__Work instructions__
a - According to the debate on dangerous dogs, how many breeds did the Dangerous Dogs Act 1991 specify?
b - Carry on the debate on dangerous dogs from its last sentence.

__Document passage__

=== Section Start ===

We have launched a wide-ranging consultation on the problem of dangerous dogs, and I recently met with welfare groups and enforcement agencies to discuss this. We have also produced new guidance for the public, enforcers of the law and magistrates, as well as provided the Association of Chief Police Officers with funding to help train police officers.
It seems to me that the
I agree with the hon. Gentleman. Indeed, that was one of the points raised at the meeting with stakeholders to which I referred in my answer. The consultation paper ranges quite widely, but given that there is a bit of history on legislation passed in haste and repented at some leisure and cost to many people, it is important that we get this right. I encourage all those with an interest to express a view. There was agreement on some points in the meeting: there is pretty broad support, I think, for extending the legislation to private property and for the idea of dog control orders, which would, it seemed to many people at the meeting, provide a pretty targeted way of trying to deal with particular owners, and the dogs they own, who are causing the bulk of the problem.
Although I agree wholeheartedly with my hon. Friend Tony Baldry, will the Secretary of State take this opportunity to say quite clearly that there is one hell of a difference between a pit bull terrier and a Staffordshire terrier, which has a very different temperament indeed?
Of course, many people in the country own Staffordshire terriers, and they are much loved family pets. The lesson, which the Home Secretary and I saw when we visited the RSPCA hospital in Seven Sisters a couple of weeks ago, is that other breeds are now being trained as fighting dogs, status dogs, weapon dogs-or whatever phrase one uses to describe them-and the question is how we target effort and energy on those who are doing it. Let us be honest: there is a very lively debate about breed versus deed. The Dangerous Dogs Act 1991 specified four breeds, but in the consultation meeting that I held, the majority of those who expressed a view were sceptical about a breed approach, and thought that we should focus more on deed.
In the horrific case of John Paul Massey in my constituency, a focus on the breed disrupted and undermined the partnership that needs to work between a housing association and the police when the public report concerns about the behaviour of dogs. Chipping dogs and encouraging owners to be trained in ownership, not focusing on the breed, is the way forward.
There is a great deal of sense in the comments of my right hon. Friend, who sadly has experience of this matter, through the constituency case to which she referred. In the end my concern, and I think that of the House, is that we come up with a set of proposals that will help to deal with the remaining problem. Certainly, some people argue that spending time looking at the features of a particular dog to determine whether it falls within the four categories in the original legislation might not necessarily be the most sensible approach. That is one of the questions that we have raised in the consultation paper.

=== Section End ===

Records taken from a collection:

=== Section Start ===

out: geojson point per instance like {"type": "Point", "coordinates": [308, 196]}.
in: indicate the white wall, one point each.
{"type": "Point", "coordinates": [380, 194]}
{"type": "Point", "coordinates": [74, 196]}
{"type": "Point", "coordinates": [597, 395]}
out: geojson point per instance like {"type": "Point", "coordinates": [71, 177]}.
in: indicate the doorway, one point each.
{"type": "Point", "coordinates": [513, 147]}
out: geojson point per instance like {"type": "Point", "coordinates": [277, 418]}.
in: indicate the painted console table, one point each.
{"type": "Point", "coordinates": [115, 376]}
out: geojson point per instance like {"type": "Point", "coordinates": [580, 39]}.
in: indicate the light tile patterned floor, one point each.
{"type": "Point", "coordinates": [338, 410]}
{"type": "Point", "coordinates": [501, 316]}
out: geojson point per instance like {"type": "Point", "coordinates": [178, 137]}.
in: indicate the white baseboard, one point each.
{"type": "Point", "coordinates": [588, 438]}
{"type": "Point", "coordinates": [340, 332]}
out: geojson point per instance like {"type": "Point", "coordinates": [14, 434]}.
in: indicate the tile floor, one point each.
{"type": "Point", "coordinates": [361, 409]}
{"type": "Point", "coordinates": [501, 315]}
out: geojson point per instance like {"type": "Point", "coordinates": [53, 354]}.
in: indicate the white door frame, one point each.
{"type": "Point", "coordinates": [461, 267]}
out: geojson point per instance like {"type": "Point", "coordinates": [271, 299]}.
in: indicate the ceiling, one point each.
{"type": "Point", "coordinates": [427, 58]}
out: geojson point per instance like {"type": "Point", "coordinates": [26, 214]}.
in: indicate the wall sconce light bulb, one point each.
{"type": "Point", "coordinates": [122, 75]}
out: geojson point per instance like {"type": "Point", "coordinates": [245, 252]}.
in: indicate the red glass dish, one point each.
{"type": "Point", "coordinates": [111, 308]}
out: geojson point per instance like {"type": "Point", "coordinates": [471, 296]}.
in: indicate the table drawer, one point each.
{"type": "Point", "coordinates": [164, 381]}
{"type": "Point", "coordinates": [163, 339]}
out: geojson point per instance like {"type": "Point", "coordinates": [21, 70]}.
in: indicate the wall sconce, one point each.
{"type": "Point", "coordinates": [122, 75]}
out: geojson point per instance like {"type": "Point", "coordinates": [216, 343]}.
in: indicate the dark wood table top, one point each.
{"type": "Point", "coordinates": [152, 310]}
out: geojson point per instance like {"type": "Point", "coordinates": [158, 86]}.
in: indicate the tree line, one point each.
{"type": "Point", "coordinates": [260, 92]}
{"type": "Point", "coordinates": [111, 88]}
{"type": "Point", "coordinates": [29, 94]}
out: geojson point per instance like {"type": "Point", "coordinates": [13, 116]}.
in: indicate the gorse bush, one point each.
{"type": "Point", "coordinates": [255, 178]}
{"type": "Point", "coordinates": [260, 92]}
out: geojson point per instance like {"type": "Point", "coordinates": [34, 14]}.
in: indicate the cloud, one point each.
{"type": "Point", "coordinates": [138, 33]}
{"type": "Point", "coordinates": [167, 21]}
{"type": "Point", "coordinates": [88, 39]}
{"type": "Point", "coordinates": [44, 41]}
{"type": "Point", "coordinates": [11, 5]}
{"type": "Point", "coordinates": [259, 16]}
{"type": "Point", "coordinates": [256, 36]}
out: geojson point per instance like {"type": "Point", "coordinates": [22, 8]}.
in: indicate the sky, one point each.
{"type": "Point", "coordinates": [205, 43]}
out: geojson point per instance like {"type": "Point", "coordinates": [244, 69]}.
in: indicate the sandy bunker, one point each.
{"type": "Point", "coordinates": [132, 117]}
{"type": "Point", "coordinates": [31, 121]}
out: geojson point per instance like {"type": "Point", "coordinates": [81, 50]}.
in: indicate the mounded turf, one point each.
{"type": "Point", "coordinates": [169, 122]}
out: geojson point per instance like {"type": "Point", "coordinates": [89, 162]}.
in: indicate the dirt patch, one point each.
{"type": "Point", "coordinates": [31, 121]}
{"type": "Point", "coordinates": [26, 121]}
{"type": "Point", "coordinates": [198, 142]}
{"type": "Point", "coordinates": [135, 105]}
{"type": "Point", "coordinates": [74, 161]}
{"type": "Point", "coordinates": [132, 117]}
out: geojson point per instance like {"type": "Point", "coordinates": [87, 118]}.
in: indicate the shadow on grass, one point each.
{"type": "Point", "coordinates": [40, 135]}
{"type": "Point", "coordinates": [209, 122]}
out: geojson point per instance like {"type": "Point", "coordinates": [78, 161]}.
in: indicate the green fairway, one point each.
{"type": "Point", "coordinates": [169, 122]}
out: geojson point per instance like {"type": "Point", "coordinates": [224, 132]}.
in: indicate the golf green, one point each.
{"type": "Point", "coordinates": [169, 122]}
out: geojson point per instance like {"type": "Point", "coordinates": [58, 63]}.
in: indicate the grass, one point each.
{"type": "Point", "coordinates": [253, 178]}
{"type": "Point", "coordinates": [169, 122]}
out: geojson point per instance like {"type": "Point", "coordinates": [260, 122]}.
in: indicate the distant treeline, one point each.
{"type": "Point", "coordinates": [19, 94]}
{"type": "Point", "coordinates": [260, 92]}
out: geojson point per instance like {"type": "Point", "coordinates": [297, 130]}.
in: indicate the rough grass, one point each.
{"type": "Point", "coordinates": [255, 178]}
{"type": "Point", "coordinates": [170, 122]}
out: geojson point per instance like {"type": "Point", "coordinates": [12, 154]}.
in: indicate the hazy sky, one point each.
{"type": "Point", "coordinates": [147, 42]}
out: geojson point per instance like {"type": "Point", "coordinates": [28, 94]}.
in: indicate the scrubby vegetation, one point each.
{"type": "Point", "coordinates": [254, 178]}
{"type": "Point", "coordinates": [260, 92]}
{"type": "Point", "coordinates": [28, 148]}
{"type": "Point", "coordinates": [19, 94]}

=== Section End ===

__Per-task answers__
a - Four breeds.

b -
I wish to follow the comments by Michael Fabricant about the Staffordshire bull terrier. Anyone who owns a Staffordshire bull terrier knows what lovely, warm animals they are, but they were demonised in our national media through ignorance and a misunderstanding of what a dangerous dog is. The very title "dangerous dog" is misleading in the campaign to control the ownership of a dog-it is a privilege and not to be given out lightly. What are we going to do to stop the people who own these dogs?
I take my hon. Friend's point that demonisation will not help anybody to deal with the problem. This debate is about what further steps we can take, building on existing legislation, and amending it if that is sensible, to put in place effective measures to deal with the problem of the small number of owners-the vast majority of dog owners are responsible and as concerned about this as anybody else-who through breeding, training or incitement allow their dogs to do the kind of things that we have seen.
Ministers know the problems with bull breeds in certain communities and they know about their effects on people living in those communities, so what do this Government do? They use a sledgehammer to miss a nut. They have had 13 years to get this issue right and now, in the run-up to an election, they produce measures, immediately withdraw them and then partially reintroduce them again. Do they actually talk to their Home Office colleagues? What confidence can we have that this Government will bring in measures that will deal with a serious and urgent problem?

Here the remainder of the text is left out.